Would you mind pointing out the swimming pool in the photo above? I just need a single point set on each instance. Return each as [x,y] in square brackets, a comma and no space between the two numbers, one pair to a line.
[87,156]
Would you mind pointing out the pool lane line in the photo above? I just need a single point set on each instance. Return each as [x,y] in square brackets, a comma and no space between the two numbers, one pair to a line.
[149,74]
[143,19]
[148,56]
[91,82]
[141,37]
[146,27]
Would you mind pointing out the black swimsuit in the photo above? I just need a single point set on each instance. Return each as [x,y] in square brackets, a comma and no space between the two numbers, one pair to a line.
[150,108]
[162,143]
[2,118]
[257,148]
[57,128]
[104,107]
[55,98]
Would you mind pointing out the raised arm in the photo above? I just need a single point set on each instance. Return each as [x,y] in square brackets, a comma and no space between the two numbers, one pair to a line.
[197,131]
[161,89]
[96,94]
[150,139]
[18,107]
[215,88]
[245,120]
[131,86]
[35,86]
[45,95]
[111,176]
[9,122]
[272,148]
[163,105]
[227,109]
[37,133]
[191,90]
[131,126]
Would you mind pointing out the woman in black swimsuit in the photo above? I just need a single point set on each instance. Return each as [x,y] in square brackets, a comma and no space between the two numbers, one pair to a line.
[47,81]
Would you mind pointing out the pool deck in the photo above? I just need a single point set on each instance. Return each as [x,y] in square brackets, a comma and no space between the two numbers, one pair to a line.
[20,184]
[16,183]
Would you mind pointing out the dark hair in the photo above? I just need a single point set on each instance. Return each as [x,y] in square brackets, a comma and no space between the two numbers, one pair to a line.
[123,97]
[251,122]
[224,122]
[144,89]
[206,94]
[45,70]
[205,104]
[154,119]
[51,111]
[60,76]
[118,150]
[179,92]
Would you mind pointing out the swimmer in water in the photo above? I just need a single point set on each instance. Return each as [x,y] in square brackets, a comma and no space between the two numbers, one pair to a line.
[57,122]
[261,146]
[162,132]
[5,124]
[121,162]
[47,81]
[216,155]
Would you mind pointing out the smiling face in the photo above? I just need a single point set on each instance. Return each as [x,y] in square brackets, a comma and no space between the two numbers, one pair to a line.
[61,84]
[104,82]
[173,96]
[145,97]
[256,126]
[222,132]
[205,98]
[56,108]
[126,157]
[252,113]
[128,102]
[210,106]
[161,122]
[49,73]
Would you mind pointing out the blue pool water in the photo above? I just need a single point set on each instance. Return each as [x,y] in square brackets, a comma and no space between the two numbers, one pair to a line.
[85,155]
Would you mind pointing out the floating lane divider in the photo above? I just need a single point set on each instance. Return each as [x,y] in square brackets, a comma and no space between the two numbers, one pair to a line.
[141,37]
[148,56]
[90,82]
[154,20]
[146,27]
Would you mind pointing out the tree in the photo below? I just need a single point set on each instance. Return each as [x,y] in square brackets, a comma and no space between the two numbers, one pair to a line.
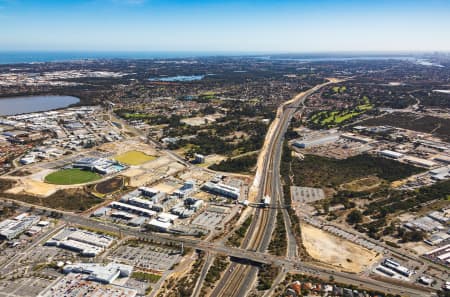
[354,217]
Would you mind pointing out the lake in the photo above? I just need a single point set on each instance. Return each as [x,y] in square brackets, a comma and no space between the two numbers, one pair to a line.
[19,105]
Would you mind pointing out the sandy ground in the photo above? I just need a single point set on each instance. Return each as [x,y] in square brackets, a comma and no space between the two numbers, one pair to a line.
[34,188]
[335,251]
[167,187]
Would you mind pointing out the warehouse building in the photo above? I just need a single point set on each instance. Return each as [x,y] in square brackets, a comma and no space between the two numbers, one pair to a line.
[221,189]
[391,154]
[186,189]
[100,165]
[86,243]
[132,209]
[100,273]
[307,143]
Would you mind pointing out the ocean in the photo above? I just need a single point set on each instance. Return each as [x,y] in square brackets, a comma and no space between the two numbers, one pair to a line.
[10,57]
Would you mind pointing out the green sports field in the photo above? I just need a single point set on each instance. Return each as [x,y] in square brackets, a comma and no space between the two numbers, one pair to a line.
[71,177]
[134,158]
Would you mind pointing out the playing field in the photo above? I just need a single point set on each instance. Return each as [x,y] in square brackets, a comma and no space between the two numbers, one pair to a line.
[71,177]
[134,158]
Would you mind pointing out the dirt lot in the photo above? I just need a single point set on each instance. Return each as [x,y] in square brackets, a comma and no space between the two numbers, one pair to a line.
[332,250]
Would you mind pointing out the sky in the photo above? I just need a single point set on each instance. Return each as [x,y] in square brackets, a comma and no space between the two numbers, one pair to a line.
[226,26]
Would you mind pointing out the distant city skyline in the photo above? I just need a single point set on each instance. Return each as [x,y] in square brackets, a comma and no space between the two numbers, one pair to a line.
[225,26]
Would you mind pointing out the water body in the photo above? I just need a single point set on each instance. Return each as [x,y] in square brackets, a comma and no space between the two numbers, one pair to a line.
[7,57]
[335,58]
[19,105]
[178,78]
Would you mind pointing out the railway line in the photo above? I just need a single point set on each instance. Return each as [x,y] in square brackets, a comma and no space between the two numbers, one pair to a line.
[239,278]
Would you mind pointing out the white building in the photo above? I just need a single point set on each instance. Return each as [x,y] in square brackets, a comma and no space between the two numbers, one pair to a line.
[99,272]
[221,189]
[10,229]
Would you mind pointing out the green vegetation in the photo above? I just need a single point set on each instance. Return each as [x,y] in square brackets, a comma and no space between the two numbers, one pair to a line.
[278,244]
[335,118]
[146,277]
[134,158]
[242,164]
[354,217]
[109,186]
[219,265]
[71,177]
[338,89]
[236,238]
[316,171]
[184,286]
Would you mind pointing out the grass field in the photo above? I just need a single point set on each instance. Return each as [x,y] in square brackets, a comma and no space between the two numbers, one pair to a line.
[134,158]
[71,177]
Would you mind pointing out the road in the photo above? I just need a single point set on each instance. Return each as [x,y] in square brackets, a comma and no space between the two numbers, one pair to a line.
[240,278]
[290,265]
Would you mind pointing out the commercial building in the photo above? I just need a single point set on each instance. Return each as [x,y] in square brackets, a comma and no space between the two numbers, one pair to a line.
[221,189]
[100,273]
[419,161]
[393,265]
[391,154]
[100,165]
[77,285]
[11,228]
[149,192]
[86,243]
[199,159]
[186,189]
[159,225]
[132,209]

· · ·

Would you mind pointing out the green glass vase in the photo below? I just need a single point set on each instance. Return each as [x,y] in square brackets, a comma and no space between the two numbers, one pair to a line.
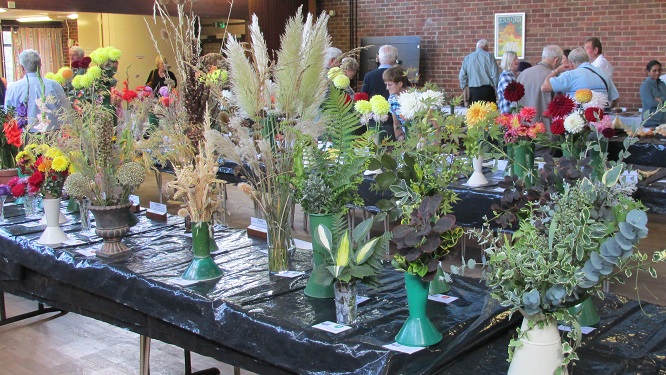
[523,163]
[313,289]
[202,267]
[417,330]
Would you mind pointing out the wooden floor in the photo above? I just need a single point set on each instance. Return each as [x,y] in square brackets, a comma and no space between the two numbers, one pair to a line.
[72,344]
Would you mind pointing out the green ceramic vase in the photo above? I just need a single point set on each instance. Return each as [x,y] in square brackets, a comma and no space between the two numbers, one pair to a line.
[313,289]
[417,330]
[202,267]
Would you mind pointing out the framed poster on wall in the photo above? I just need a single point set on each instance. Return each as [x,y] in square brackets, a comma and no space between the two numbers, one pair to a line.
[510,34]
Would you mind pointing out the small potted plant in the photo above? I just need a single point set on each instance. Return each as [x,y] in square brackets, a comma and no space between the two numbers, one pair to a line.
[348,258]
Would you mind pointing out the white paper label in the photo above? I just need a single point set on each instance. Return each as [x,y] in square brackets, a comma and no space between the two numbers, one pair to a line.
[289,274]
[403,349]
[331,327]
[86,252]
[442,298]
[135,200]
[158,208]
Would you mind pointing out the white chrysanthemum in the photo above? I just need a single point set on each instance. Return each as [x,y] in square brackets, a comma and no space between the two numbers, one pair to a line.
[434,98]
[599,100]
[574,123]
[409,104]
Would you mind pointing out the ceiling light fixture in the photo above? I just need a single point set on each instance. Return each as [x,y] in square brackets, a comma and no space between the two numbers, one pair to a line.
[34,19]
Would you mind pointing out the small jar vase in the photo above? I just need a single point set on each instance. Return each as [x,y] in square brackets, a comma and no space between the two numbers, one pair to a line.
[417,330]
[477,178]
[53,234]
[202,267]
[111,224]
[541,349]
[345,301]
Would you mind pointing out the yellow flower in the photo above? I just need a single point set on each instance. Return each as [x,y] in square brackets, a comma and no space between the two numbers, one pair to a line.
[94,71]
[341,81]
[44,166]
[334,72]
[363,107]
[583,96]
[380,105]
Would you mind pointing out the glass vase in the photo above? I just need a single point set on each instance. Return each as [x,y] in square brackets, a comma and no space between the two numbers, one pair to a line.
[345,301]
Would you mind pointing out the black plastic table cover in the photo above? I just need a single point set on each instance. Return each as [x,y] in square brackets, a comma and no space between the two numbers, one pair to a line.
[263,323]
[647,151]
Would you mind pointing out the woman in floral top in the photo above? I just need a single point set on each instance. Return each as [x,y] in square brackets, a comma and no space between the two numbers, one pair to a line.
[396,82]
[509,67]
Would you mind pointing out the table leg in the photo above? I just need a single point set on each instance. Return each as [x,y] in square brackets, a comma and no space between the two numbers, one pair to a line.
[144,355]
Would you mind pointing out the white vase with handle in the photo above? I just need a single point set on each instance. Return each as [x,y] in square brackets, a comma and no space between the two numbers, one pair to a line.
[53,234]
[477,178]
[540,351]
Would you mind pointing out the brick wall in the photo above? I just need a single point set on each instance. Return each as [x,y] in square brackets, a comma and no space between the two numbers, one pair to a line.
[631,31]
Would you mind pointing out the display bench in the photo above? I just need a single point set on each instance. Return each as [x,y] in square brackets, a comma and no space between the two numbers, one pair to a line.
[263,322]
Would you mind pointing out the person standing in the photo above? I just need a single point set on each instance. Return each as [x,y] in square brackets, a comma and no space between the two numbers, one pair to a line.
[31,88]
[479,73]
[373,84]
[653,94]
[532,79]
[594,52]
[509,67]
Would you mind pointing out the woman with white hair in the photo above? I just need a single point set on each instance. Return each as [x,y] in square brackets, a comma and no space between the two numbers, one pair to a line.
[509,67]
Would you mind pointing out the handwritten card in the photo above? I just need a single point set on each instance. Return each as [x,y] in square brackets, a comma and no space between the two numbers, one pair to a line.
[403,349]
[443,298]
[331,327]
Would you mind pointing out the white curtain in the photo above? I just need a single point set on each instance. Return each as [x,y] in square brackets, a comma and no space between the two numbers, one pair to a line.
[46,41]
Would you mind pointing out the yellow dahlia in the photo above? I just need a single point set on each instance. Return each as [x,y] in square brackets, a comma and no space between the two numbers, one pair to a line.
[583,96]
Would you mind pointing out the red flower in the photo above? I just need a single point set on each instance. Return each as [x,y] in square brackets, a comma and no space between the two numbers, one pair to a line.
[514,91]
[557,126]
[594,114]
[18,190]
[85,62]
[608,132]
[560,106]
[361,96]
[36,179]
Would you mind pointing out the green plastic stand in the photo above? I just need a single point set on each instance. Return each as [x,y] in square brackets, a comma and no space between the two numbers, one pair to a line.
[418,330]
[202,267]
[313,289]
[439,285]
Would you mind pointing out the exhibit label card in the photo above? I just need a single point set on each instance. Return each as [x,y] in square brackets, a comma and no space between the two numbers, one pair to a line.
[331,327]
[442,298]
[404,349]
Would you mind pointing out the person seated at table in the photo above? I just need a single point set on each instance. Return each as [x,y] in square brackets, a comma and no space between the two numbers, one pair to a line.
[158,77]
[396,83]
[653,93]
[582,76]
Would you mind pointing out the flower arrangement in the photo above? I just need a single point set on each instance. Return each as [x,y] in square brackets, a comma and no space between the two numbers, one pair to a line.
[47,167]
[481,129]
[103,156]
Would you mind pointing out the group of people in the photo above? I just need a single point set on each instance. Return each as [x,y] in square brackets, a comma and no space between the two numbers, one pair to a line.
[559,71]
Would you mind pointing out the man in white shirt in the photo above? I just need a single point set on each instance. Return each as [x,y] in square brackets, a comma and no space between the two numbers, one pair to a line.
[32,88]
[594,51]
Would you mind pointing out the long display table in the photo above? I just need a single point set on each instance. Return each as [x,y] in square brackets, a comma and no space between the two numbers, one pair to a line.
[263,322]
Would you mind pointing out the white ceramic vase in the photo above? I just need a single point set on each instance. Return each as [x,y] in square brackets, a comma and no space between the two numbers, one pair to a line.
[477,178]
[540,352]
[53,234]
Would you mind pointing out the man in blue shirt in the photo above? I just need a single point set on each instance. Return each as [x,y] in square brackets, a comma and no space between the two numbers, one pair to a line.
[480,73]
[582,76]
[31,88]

· · ·

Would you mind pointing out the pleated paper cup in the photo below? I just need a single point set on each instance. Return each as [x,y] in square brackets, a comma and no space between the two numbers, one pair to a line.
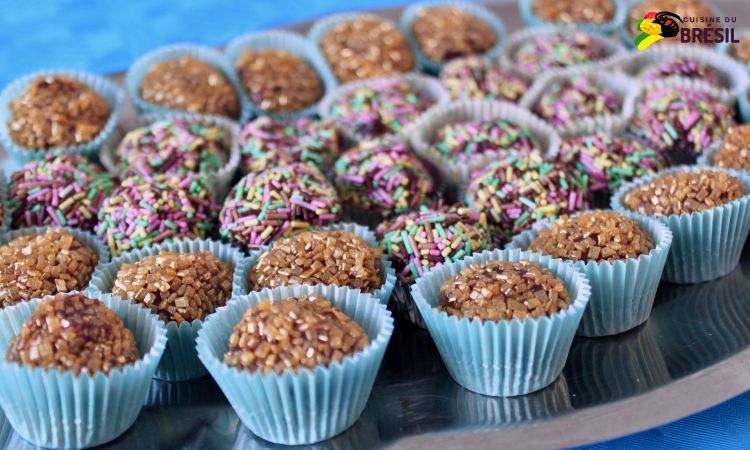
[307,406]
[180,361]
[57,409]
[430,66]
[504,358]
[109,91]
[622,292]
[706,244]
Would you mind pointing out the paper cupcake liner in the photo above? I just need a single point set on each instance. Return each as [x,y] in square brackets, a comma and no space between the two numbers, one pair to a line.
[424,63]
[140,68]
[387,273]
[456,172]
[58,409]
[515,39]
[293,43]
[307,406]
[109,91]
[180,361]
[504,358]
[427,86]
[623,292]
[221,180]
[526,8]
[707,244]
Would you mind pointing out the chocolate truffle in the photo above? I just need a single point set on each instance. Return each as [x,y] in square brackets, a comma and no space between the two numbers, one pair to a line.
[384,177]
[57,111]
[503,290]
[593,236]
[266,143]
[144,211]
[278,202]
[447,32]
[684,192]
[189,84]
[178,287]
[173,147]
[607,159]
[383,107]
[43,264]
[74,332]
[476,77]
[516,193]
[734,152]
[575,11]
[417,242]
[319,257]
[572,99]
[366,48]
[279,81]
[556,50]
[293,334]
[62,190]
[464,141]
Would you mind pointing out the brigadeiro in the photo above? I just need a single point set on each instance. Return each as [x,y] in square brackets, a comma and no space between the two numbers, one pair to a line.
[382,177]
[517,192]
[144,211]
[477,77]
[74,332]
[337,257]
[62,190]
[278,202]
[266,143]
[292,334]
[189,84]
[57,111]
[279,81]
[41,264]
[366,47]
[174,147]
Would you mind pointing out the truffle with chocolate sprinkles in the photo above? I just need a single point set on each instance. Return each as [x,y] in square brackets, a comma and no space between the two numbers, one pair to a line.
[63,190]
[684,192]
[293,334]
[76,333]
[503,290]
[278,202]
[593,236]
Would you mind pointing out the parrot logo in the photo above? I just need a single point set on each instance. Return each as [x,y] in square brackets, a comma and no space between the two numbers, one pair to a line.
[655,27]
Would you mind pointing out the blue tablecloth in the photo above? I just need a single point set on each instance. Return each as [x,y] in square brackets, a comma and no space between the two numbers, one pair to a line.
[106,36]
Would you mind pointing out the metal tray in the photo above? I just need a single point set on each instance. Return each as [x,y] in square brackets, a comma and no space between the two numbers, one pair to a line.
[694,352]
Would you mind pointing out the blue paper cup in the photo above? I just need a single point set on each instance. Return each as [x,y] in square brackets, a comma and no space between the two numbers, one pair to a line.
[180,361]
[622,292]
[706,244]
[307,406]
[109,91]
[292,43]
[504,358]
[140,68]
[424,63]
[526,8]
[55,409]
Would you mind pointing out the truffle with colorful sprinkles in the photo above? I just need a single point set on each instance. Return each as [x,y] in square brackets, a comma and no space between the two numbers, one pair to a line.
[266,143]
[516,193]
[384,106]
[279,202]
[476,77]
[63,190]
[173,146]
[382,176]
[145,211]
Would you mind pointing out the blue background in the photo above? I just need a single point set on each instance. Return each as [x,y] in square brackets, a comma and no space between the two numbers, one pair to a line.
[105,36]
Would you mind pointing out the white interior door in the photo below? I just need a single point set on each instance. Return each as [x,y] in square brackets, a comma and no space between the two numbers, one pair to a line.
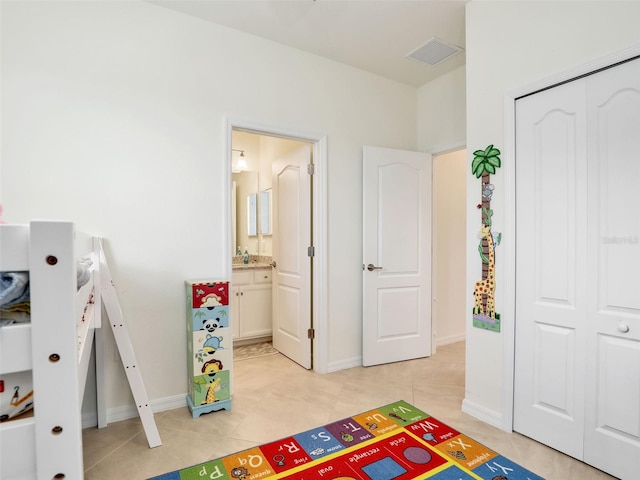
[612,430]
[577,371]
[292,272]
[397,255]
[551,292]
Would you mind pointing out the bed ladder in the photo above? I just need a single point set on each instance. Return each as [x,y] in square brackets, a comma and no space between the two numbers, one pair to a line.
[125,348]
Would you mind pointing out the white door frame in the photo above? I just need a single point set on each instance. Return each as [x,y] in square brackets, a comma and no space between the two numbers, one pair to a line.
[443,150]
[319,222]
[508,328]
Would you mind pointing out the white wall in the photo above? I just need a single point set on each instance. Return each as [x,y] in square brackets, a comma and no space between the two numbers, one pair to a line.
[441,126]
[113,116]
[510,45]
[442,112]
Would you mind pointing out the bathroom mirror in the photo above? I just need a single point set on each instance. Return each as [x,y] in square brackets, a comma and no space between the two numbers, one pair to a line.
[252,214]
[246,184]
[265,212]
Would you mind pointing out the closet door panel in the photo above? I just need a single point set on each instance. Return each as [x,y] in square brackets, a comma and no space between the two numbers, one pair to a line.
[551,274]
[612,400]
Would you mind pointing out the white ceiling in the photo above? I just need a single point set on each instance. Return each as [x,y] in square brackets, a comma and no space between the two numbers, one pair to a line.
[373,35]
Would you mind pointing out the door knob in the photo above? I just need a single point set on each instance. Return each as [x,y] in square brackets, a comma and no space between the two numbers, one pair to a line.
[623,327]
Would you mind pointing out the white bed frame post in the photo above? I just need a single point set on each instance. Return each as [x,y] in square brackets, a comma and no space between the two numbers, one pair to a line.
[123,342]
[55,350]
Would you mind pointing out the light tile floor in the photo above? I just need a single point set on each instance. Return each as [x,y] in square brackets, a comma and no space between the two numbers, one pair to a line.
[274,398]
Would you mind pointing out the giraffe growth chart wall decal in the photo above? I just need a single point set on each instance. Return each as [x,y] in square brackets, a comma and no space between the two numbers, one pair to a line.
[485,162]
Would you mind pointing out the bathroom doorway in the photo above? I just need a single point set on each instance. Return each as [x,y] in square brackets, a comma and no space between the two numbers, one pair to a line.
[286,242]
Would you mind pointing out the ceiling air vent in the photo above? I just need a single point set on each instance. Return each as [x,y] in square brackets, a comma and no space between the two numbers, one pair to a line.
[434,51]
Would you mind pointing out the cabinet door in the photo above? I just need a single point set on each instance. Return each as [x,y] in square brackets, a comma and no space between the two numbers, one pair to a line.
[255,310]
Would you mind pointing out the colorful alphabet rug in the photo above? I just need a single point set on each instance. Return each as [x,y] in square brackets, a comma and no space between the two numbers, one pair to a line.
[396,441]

· · ·

Goal: Count the lines of the data above that contain the string "card". Give only the number.

Exercise output: 2